- **WHAT THE TASK REQUIRES**
Update the records below by swapping "put a dot on" for "place a marker on" everywhere it occurs, and give them back with nothing else changed.

- **EXCERPTED RECORDS**
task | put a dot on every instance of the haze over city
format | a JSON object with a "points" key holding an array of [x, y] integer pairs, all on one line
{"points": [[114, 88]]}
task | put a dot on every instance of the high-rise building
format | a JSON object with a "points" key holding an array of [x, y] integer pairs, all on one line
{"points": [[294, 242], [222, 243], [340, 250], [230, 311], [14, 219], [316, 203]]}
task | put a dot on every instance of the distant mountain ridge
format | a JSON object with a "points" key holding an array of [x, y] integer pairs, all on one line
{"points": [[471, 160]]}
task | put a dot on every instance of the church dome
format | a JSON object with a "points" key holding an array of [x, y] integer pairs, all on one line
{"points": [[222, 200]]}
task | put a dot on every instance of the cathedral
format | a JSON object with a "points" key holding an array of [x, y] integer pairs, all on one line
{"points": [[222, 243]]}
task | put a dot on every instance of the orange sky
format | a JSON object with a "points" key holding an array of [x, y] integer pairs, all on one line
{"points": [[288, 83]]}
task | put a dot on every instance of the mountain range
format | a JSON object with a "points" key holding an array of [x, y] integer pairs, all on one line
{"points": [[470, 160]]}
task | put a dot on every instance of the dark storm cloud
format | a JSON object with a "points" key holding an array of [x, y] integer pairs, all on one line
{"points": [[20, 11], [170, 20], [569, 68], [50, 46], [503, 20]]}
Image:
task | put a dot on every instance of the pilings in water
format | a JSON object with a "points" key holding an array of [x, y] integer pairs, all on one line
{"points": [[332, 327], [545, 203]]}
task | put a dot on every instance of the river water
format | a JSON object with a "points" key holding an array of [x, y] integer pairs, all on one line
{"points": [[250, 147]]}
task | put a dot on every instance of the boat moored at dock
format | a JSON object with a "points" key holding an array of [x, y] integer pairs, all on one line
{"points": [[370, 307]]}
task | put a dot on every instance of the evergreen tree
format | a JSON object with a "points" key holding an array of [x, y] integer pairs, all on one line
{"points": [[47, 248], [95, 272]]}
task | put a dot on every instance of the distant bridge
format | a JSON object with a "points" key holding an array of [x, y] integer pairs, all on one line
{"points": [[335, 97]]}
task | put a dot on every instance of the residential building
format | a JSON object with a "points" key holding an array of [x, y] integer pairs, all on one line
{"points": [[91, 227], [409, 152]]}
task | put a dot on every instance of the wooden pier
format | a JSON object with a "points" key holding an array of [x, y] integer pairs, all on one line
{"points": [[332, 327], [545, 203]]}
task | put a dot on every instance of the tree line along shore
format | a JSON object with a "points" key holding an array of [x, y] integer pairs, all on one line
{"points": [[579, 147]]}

- **PROBLEM SOLUTION**
task | place a marker on every instance of the haze over city
format | a JSON object with a "points" key holding an array of [x, y] integer pairs, all on one line
{"points": [[114, 88]]}
task | place a marker on every instance of the high-rise building
format | a JSON object with a "points" key holding an array of [x, y] integer pairs, all on one line
{"points": [[294, 242], [222, 243], [340, 250], [230, 311], [14, 219], [316, 203]]}
task | place a marker on every instance of the distant mountain ridge
format | a JSON object with a "points" key holding an array of [x, y] integer pairs, all on one line
{"points": [[471, 160]]}
task | place a marker on every instance of the church dome
format | a JSON object with a "points" key holding an array of [x, y] integer pairs, all on one line
{"points": [[222, 200]]}
task | place a marker on every instance of the cathedral
format | a JSON object with a "points" key holding an array of [x, y] integer pairs, all on one line
{"points": [[222, 243]]}
task | place a marker on every instance of the orange sky
format | a JSON object with a "points" key holding an array of [x, y] integer pairs, all on one line
{"points": [[288, 83]]}
task | place a marker on every instance of the mountain range
format | a JSON object with a "points" key holding an array of [x, y] integer pairs, all on one line
{"points": [[470, 160]]}
task | place a marker on every instance of the dark storm cloud
format | a JSON object with a "points" key holding an array of [x, y] integer pairs, all on one line
{"points": [[20, 11], [170, 20], [569, 68], [50, 46], [503, 20]]}
Image:
task | place a marker on every instance of the pilings in water
format | a JSON object with a "points" key holding an array of [x, y] integer pairs, all on one line
{"points": [[332, 327], [545, 203]]}
task | place a marker on every instance of the river water
format | a JSON object with a "points" key holding an array of [x, y] integer pairs, all on one line
{"points": [[250, 147]]}
task | place a marker on every instance of the boat moored at dock
format | a JSON object with a "points" key holding an array of [x, y] integer pairs, all on one line
{"points": [[370, 307]]}
task | place a marker on every instance of the evergreen tree
format | a JSON object with a "points" key holding an array of [x, y] integer pairs, all on one line
{"points": [[47, 248], [95, 272]]}
task | place a marker on every instance of the distant bridge
format | a JSON object with a "points" key holding an array of [x, y] integer pairs, all on one line
{"points": [[335, 97]]}
task | place a marker on every instance of the residential building
format | a JSON object with a "points" key holding an array of [x, y] integer pairs, all on one line
{"points": [[91, 227], [409, 152]]}
task | place a marker on every instance of the wooden pier
format | a JSON object with a "points" key holding an array of [x, y] integer pairs, all on one line
{"points": [[332, 327], [545, 203]]}
task | place a marker on every instance of the tree line along shore
format | a JSON object with a "points" key holding an array of [x, y] integer pairs, all on one line
{"points": [[579, 147]]}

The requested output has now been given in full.